• TASK STATEMENT: Reproduce the data exactly.

Point labeling examples
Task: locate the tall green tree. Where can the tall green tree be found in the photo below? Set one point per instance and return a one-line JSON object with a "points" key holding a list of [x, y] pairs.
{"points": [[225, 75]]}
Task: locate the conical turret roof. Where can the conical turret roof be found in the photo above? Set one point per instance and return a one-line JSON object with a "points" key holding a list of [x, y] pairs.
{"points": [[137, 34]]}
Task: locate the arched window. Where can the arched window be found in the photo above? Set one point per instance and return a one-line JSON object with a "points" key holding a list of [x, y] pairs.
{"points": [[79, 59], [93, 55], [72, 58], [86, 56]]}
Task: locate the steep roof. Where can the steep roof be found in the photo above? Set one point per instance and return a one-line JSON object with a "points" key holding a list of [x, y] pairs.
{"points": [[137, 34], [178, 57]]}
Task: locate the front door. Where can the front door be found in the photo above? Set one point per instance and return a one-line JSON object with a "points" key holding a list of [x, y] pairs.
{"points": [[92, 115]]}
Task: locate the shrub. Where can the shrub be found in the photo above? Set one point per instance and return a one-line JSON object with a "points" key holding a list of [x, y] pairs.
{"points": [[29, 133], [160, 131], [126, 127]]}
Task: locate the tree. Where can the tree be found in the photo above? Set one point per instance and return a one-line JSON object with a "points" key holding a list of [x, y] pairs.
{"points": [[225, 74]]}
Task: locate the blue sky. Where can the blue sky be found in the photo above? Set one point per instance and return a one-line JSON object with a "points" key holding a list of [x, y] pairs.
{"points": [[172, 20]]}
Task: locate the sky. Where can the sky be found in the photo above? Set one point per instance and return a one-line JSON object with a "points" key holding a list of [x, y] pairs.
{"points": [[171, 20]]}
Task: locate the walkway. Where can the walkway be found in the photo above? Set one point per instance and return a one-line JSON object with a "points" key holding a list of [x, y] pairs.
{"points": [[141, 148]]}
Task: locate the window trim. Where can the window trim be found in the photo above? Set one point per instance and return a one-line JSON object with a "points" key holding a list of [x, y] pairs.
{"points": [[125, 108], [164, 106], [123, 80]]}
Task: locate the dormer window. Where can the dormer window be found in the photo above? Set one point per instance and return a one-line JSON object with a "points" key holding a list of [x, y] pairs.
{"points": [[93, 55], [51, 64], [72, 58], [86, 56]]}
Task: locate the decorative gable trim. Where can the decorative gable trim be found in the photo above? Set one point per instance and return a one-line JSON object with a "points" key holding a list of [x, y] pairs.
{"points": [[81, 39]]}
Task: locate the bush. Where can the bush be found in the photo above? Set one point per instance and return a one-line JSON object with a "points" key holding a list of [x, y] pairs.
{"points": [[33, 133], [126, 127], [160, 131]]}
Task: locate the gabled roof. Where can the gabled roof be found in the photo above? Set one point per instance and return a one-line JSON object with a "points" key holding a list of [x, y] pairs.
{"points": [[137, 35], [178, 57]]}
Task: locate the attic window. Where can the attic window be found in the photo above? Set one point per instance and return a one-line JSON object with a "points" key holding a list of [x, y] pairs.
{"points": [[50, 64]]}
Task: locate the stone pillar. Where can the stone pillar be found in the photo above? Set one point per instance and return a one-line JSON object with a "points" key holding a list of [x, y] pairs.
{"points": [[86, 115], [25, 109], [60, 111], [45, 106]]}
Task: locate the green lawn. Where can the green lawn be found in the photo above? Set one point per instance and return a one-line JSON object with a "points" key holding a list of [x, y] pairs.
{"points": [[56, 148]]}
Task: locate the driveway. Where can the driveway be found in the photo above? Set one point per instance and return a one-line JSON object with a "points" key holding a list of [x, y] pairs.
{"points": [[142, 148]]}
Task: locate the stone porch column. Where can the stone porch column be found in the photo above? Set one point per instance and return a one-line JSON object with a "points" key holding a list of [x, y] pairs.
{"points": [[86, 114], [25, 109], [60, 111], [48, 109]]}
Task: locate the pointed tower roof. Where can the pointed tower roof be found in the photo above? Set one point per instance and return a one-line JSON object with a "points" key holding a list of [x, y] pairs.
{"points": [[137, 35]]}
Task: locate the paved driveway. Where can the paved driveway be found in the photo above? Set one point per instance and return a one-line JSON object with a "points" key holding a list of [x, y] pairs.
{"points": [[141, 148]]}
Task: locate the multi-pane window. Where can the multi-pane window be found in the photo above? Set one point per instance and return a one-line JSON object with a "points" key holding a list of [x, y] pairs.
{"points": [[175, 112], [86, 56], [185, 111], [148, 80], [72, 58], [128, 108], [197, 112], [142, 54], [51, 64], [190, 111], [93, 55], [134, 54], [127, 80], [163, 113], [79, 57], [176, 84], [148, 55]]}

• EXERCISE RESPONSE:
Task: locate the tall green tree. Where can the tall green tree be found in the photo below? Set one point per instance and return a one-line JSON object with a "points" key holding a list of [x, y] pairs.
{"points": [[225, 75]]}
Task: locate the conical turret roof. Where can the conical turret roof be found in the photo above? Set one point per instance and return a one-line JSON object with a "points" key holding a list of [x, y] pairs.
{"points": [[137, 34]]}
Task: locate the arched window. Where can the arched window be found in the photo above? Set one point per instance and return a one-line JSON object with a "points" key holding a list of [x, y] pairs.
{"points": [[79, 59], [93, 55], [72, 58], [86, 56]]}
Task: locate the steep roof. Where can the steep roof be found in the photo above? Set one point per instance and return a one-line JSON object with a "points" key holding a list of [x, y] pairs.
{"points": [[137, 34], [178, 57]]}
Task: locate the front door. Where can the front door be found in the photo above? Set one point per instance and return a one-line JSON object with a "points" key holding a list of [x, y] pairs.
{"points": [[92, 115]]}
Task: locate the shrub. Where can the shrub be found in the photo above? Set one point per instance and return a one-line JSON object with a "points" key holding a list of [x, y] pairs.
{"points": [[29, 133], [160, 131], [126, 127]]}
Task: locate the tree. Where can the tree be found in the photo above? Set one point per instance and return a one-line JSON object with a "points" key holding a list of [x, y] pairs.
{"points": [[225, 74]]}
Task: locate the blue sky. Where can the blue sky be found in the photo above? Set one point per instance and return a one-line JSON object with a "points" key holding a list of [x, y] pairs.
{"points": [[172, 20]]}
Task: locate the sky. Where can the sky be found in the photo above? Set one point per instance and return a one-line JSON object with a "points" key holding a list of [x, y] pairs.
{"points": [[171, 20]]}
Task: locate the walkway. Where can the walkway be found in the photo above? Set one point per instance and return a one-line JSON object with a "points" key holding a list of [x, y] pairs.
{"points": [[141, 148]]}
Task: locate the window trim. Where can the window trim be found in the photo above? Set one point per instance and return a one-line JSON object with a "points" key holding a list of [x, y] pairs.
{"points": [[125, 108], [164, 106], [123, 80]]}
Task: locate the dormer window. Where can the dormer window be found in the photo above? Set one point per instance and return a one-line JSON object with a "points" key holding a list of [x, y] pairs.
{"points": [[93, 55], [51, 64], [72, 58], [86, 56]]}
Task: locate the decorative gable trim. Where can the decorative gable trim be found in the photo above? Set one point per instance and return a one-line JSON object with a "points" key holding a list of [x, y] pairs.
{"points": [[81, 39]]}
Task: locate the bush. Where can the bush be found in the photo above? Set one point per instance and return a one-line JSON object with a "points" key holding a list of [x, y] pairs.
{"points": [[33, 133], [126, 127], [160, 131]]}
Task: locate the gabled roof. Where can the gabled roof be found in the photo above? Set one point per instance and return a one-line JSON object with a "points" key holding a list of [x, y] pairs.
{"points": [[137, 35], [178, 57]]}
Task: locate the attic window. Where can the attic window be found in the photo above? Set one point per instance and return a one-line JSON object with a "points" key holding a list of [x, y] pairs.
{"points": [[50, 64]]}
Task: locate the stone pillar. Where can the stone pillar be found in the photo above? Set one point per instance and return a one-line JSON object with a "points" key holding a list of [x, y] pairs.
{"points": [[86, 115], [25, 109], [60, 111], [45, 106]]}
Task: locate the green lawn. Where can the green lawn be found in the photo above? Set one point per instance and return a one-line JSON object with a "points" key holding a list of [x, y] pairs.
{"points": [[56, 148]]}
Task: locate the driveway. Where can the driveway be found in the photo above? Set one point per instance and return a one-line JSON object with a "points" key holding a list of [x, y] pairs.
{"points": [[142, 148]]}
Task: locate the stone porch column. Where can the stone porch column be found in the photo above? Set one point per instance and return a one-line JSON object with a "points" key holding a list of [x, y] pairs.
{"points": [[86, 114], [25, 109], [60, 111], [48, 109]]}
Task: locate the pointed tower roof. Where can the pointed tower roof be found in the photo above? Set one point per instance and return a one-line JSON object with a "points" key holding a list of [x, y] pairs.
{"points": [[137, 35]]}
Task: locate the paved driveway. Where can the paved driveway be found in the photo above? Set one point per instance and return a one-line JSON object with a "points" key holding a list of [x, y] pairs.
{"points": [[141, 148]]}
Task: locate the multi-pane window. Where can the multi-pane window be found in the photo above? Set one point per instance and return a one-line JSON object with a "points" key holding a list of [x, y] pairs.
{"points": [[175, 112], [86, 56], [185, 111], [148, 80], [72, 58], [128, 108], [197, 112], [142, 54], [51, 64], [190, 111], [93, 55], [134, 54], [127, 80], [163, 113], [79, 57], [176, 84], [148, 55]]}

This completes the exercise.